Exercise goal: Copy out the listing word for word, from its first line down to and including the line that contains "161 102 L 166". Leave the pictures out.

Source material:
----------------------------------------

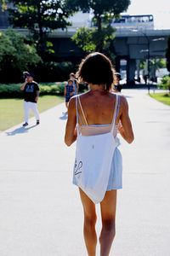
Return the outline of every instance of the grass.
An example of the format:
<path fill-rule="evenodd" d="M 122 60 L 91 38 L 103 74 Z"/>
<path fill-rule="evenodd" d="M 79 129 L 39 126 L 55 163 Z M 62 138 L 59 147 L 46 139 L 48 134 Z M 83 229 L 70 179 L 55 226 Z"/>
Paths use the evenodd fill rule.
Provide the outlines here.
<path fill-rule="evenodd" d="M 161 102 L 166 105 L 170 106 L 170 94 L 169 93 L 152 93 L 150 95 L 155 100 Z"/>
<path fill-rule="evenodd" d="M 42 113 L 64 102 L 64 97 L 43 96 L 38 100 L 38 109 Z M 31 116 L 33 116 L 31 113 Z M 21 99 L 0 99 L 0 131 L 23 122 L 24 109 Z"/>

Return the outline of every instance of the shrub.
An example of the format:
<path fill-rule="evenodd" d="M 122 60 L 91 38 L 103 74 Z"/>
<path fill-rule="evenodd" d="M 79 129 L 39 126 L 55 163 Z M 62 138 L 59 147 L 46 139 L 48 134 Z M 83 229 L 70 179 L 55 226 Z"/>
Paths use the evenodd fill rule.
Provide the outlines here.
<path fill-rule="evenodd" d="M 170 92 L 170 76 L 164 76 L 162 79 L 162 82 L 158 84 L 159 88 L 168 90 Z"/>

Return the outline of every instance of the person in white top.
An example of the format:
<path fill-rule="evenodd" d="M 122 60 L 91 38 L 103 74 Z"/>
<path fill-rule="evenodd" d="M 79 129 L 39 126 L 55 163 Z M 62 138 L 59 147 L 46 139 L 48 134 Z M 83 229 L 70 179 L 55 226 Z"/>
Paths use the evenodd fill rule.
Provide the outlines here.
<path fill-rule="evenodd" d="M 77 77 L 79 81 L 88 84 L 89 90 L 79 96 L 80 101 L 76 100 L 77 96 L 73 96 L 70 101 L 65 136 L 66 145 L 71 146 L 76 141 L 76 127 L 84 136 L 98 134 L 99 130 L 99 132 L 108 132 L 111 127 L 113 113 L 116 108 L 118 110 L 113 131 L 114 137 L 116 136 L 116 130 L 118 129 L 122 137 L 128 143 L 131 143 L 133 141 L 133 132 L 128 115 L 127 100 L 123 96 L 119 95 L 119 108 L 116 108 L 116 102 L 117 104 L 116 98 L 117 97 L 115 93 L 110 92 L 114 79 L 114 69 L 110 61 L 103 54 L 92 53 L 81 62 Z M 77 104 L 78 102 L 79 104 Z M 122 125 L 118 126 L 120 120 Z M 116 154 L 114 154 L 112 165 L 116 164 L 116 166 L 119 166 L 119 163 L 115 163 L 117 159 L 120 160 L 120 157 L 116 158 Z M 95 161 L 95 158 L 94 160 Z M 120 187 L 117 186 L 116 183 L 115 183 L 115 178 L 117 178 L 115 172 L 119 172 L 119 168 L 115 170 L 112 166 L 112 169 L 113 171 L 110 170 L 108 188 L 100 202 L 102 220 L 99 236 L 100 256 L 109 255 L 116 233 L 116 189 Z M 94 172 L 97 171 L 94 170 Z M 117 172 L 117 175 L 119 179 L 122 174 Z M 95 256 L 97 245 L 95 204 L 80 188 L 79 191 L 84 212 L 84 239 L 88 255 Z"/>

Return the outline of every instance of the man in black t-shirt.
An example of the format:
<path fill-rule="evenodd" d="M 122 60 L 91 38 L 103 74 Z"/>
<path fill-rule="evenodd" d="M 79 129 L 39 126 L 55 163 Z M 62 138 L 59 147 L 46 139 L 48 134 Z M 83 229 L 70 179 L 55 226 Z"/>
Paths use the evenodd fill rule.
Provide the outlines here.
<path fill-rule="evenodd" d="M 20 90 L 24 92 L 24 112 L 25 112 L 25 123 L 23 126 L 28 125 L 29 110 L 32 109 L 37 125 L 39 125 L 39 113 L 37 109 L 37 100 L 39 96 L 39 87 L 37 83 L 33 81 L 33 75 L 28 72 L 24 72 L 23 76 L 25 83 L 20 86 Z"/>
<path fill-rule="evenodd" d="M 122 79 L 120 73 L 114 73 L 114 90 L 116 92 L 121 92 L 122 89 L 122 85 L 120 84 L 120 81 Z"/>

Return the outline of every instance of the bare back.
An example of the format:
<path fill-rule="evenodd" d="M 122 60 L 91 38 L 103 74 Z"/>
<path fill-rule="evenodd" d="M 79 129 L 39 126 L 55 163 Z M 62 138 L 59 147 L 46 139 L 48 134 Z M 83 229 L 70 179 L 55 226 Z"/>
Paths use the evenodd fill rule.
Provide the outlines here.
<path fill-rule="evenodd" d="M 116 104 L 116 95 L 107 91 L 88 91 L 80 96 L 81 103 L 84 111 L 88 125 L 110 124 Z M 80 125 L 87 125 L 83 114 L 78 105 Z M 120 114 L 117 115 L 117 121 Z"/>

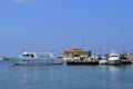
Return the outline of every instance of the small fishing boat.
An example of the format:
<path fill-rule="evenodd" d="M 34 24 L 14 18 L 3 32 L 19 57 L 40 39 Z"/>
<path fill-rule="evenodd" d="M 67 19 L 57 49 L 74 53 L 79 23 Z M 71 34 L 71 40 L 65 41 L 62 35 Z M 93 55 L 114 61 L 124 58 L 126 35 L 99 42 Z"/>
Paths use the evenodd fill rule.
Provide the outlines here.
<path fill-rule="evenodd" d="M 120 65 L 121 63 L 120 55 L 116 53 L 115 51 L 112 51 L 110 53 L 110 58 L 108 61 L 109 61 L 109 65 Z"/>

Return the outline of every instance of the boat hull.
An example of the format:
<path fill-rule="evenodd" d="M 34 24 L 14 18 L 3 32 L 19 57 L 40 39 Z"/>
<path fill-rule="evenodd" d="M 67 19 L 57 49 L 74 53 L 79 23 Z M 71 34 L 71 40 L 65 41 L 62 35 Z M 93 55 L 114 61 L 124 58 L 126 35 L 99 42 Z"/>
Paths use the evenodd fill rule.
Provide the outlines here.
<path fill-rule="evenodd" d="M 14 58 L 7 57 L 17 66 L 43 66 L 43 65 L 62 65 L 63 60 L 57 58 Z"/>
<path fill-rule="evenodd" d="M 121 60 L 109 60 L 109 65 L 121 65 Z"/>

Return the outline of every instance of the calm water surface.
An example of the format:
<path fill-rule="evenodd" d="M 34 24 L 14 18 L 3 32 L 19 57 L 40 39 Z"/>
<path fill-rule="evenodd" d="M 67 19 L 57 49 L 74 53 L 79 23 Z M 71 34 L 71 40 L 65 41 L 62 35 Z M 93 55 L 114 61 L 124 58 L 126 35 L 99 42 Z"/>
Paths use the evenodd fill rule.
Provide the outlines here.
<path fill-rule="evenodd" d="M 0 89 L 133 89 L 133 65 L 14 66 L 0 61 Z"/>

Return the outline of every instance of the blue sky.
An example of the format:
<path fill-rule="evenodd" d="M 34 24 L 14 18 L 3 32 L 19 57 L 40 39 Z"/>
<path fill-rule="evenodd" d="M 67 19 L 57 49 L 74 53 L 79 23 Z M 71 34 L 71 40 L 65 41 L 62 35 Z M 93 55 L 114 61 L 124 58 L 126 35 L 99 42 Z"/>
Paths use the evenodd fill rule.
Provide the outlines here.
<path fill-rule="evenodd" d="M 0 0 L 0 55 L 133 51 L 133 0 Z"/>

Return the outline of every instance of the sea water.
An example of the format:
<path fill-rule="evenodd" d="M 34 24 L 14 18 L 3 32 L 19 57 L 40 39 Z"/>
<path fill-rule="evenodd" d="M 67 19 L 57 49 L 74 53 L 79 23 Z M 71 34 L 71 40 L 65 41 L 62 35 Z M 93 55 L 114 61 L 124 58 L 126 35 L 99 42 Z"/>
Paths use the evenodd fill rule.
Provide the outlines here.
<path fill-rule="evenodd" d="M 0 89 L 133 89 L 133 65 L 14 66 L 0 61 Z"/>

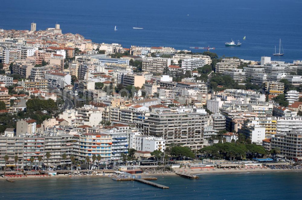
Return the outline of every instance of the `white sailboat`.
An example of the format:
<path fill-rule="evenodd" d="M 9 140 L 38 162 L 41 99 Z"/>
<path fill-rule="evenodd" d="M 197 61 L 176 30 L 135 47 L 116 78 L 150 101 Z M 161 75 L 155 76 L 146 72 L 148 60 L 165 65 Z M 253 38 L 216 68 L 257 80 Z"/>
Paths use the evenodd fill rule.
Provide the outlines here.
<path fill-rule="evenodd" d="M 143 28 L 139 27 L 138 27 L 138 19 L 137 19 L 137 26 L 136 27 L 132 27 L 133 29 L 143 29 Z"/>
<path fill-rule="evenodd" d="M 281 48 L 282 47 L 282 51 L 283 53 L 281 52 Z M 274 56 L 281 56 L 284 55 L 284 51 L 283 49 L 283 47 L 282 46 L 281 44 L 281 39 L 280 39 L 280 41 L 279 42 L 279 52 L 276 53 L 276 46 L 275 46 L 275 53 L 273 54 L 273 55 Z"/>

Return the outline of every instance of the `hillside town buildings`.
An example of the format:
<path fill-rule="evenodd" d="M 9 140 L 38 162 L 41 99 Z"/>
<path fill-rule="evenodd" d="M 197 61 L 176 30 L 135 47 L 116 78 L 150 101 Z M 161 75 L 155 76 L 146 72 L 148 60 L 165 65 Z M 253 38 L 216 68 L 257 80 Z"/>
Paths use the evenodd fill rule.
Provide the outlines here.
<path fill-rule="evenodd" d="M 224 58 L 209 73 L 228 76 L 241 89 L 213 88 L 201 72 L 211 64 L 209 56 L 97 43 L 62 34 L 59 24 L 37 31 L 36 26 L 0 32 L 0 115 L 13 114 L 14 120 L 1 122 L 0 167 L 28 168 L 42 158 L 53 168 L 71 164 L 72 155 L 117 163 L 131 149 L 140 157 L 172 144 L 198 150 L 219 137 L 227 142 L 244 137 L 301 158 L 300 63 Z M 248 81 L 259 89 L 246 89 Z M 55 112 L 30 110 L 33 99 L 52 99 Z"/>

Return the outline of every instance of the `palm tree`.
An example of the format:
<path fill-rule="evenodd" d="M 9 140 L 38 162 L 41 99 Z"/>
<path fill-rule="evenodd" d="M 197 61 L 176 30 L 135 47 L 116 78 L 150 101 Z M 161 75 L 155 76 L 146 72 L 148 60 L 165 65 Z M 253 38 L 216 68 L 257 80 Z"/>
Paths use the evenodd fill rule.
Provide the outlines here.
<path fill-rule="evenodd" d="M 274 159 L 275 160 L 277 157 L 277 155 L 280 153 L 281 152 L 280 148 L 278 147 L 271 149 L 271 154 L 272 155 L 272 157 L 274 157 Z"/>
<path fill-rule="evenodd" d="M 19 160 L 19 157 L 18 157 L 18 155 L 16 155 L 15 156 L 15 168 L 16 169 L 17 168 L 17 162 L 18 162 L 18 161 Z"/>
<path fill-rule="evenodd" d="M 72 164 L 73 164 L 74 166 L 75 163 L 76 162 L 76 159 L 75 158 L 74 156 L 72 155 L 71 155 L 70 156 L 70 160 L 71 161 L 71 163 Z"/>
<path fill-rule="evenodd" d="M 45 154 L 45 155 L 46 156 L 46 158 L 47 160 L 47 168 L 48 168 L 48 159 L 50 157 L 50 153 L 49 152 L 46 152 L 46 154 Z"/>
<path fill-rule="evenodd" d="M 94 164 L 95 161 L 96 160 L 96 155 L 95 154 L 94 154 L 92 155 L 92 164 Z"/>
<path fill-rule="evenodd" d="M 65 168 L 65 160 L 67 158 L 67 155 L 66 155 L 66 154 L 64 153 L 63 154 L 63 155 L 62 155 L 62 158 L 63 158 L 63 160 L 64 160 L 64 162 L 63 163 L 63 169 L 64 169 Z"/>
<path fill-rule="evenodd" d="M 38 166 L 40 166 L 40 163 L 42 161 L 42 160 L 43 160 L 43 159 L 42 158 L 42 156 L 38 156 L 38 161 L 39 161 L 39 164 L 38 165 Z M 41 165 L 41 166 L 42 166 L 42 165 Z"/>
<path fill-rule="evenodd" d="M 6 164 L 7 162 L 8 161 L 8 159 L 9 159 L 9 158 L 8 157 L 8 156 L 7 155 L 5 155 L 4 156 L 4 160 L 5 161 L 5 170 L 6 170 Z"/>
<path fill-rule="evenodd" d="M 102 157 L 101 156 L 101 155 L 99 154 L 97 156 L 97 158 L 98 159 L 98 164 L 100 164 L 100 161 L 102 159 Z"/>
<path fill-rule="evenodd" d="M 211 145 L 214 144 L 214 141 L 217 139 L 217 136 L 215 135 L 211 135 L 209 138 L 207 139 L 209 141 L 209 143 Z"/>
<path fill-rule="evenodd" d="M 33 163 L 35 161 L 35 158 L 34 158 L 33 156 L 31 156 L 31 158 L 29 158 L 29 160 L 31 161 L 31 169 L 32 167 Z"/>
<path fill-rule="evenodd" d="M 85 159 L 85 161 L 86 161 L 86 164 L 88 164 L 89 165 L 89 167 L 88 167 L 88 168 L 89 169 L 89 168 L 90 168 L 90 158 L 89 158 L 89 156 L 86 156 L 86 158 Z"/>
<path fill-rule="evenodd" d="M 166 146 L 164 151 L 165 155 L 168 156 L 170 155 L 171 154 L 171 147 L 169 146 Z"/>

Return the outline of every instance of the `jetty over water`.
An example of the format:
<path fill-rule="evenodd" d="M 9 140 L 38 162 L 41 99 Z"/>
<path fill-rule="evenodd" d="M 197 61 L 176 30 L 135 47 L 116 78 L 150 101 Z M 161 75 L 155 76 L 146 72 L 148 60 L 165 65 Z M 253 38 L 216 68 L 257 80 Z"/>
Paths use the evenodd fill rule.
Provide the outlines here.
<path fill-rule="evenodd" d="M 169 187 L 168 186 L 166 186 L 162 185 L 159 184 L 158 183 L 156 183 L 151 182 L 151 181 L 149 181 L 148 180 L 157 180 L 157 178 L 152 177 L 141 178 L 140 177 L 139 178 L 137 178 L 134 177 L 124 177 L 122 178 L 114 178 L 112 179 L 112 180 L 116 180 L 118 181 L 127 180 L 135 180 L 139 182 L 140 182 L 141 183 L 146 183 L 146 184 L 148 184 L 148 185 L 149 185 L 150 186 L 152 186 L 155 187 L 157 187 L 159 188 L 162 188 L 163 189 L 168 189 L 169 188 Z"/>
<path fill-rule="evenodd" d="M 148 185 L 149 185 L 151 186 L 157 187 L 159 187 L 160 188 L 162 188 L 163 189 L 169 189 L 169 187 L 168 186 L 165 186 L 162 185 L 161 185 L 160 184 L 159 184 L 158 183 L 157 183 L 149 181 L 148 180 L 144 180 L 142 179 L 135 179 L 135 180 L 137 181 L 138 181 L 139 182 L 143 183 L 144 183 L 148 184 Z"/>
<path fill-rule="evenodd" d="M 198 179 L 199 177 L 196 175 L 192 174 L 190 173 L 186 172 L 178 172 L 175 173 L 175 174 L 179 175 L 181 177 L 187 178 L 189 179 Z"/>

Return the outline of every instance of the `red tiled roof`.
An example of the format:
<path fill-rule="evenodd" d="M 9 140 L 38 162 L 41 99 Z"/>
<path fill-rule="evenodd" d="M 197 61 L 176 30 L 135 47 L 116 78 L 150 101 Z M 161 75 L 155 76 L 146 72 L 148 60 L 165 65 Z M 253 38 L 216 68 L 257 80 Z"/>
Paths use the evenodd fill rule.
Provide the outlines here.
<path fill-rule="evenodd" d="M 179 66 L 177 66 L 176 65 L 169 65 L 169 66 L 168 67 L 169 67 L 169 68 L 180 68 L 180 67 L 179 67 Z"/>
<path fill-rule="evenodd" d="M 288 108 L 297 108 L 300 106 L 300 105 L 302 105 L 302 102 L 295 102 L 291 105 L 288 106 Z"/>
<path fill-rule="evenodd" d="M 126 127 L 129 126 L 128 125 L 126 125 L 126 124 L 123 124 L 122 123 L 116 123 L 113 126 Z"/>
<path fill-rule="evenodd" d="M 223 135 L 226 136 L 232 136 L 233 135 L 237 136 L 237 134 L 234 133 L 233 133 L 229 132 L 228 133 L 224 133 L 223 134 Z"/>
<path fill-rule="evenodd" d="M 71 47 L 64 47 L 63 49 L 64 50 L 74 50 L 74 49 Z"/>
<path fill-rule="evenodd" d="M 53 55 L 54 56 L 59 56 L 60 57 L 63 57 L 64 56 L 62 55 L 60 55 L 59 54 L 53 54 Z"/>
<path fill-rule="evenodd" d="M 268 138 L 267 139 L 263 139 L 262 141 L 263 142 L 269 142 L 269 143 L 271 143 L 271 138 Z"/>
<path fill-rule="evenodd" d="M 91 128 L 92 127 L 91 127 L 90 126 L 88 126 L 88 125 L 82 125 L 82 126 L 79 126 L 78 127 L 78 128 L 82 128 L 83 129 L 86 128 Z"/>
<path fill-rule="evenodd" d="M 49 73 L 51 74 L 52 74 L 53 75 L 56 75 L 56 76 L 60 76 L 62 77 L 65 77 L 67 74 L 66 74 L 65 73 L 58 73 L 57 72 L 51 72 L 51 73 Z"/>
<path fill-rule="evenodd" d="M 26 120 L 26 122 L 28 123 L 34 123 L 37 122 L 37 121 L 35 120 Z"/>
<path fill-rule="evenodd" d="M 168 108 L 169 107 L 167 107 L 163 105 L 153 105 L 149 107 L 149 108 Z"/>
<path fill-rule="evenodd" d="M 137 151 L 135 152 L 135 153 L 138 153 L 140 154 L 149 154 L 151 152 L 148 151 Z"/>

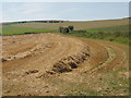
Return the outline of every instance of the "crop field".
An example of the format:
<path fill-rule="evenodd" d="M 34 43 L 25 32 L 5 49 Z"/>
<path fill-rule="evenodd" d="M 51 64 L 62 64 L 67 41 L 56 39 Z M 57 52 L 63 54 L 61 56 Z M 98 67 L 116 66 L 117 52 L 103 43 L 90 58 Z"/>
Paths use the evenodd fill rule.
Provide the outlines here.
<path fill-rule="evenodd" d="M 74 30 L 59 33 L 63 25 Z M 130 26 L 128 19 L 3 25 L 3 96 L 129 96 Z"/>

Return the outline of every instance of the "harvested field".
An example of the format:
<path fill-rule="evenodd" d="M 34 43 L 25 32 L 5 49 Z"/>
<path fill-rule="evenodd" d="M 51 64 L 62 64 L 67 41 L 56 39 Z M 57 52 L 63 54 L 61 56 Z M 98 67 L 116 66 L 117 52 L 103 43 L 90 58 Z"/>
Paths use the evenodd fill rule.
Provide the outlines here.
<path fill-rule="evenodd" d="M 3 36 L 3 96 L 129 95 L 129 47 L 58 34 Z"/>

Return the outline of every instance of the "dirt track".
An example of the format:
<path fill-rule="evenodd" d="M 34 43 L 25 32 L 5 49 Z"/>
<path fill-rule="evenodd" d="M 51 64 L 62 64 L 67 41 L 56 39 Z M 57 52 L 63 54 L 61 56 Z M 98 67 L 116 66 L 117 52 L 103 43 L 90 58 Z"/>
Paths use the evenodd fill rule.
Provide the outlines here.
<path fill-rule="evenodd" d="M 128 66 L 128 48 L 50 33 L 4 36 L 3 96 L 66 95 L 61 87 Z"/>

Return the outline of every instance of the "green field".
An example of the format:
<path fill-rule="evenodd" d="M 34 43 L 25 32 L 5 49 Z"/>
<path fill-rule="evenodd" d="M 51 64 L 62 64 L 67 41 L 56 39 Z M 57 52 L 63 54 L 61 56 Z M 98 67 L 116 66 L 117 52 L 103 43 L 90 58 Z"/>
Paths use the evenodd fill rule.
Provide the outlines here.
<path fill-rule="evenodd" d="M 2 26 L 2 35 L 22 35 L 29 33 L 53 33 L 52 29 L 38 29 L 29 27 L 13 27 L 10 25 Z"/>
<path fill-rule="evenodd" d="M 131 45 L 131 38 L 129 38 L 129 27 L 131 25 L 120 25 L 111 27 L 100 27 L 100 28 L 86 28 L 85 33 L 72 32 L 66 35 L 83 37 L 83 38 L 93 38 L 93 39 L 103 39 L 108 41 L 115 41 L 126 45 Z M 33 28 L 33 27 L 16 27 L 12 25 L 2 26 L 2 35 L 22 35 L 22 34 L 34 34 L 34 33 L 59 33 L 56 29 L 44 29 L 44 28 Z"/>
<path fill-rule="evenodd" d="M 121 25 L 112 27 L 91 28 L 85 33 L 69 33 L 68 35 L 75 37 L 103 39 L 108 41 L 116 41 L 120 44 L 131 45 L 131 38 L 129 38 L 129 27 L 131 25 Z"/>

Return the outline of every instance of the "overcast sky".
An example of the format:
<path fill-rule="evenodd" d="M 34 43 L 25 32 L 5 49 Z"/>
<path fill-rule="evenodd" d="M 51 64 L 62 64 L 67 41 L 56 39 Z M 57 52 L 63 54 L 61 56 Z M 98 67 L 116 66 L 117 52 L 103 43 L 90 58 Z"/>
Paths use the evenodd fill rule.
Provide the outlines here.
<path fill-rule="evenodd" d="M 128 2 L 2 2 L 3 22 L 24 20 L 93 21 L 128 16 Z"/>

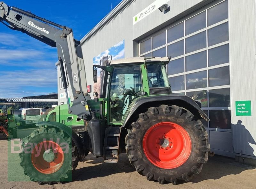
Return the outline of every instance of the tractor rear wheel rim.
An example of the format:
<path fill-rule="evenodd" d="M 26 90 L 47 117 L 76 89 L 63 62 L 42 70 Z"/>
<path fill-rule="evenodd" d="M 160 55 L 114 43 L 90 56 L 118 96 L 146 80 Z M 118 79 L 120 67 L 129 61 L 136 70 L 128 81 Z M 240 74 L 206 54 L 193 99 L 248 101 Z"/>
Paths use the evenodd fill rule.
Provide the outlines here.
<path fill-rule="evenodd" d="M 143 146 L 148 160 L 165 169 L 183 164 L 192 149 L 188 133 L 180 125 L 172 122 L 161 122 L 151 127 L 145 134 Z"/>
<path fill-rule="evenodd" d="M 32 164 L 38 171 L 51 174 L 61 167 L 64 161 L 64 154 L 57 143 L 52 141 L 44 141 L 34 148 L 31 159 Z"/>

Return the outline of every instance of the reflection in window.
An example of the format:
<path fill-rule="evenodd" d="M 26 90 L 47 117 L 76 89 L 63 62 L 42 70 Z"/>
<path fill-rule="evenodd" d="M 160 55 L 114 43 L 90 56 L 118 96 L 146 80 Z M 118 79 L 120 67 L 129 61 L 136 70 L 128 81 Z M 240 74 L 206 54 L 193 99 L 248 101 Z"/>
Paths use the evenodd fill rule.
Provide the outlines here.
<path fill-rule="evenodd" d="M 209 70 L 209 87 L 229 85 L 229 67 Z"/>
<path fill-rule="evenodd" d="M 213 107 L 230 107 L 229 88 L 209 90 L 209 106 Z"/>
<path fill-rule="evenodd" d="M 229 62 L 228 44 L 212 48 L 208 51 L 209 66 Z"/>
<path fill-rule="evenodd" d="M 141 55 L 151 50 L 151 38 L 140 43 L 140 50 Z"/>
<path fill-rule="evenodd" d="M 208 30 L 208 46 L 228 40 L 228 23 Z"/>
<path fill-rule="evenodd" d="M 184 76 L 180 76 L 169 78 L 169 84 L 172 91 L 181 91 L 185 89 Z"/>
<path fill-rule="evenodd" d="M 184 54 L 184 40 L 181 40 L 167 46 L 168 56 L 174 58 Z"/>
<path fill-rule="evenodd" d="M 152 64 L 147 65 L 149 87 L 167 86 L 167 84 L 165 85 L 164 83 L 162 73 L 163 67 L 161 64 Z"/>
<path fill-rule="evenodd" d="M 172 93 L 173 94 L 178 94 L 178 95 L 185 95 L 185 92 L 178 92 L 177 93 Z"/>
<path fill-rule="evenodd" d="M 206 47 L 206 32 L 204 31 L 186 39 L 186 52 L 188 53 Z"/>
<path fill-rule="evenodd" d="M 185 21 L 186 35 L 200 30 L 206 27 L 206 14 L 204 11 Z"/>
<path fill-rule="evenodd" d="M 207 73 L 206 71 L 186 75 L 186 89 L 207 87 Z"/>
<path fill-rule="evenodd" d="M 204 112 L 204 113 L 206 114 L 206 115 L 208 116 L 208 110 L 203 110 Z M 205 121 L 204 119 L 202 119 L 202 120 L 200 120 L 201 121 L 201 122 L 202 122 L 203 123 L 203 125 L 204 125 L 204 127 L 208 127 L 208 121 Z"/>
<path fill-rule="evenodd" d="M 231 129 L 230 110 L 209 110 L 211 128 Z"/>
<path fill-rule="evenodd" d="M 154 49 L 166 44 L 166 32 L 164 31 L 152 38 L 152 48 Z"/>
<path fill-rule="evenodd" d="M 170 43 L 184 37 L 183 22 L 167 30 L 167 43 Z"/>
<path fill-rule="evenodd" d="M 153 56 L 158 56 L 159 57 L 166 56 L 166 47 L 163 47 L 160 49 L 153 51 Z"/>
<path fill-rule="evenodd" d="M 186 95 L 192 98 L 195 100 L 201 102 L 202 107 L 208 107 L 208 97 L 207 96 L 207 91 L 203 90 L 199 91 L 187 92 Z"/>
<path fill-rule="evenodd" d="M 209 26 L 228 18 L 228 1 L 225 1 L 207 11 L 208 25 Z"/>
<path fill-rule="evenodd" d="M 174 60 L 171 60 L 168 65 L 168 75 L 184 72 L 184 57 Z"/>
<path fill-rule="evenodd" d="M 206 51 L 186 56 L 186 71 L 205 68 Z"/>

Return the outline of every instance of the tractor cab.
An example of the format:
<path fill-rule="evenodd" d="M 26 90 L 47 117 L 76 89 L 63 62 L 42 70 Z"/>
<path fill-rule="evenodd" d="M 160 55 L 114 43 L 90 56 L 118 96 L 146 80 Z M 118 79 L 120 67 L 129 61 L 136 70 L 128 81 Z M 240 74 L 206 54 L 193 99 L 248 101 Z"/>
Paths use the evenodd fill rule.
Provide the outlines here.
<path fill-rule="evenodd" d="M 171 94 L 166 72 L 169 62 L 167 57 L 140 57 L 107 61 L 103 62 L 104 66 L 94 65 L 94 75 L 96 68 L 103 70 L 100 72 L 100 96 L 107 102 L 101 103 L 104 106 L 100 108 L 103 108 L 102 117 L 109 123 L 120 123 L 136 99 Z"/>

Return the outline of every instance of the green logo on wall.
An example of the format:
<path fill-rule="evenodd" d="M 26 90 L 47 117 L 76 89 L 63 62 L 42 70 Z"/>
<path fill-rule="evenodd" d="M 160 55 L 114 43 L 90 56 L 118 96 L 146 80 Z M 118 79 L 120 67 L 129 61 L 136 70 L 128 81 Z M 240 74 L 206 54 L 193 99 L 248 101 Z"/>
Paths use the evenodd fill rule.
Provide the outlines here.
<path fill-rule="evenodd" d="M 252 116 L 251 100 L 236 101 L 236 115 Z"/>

----------------------------------------

Correct result:
Return the outline of every instance of the grass.
An example of the format:
<path fill-rule="evenodd" d="M 122 60 L 91 38 L 103 74 Z"/>
<path fill-rule="evenodd" d="M 79 129 L 39 126 L 55 163 Z M 62 138 L 59 147 L 46 139 L 48 134 Z M 83 229 L 70 179 L 55 226 Z"/>
Paths use the evenodd fill rule.
Provide the outlines here.
<path fill-rule="evenodd" d="M 161 102 L 166 105 L 170 106 L 170 94 L 169 93 L 152 93 L 150 95 L 155 100 Z"/>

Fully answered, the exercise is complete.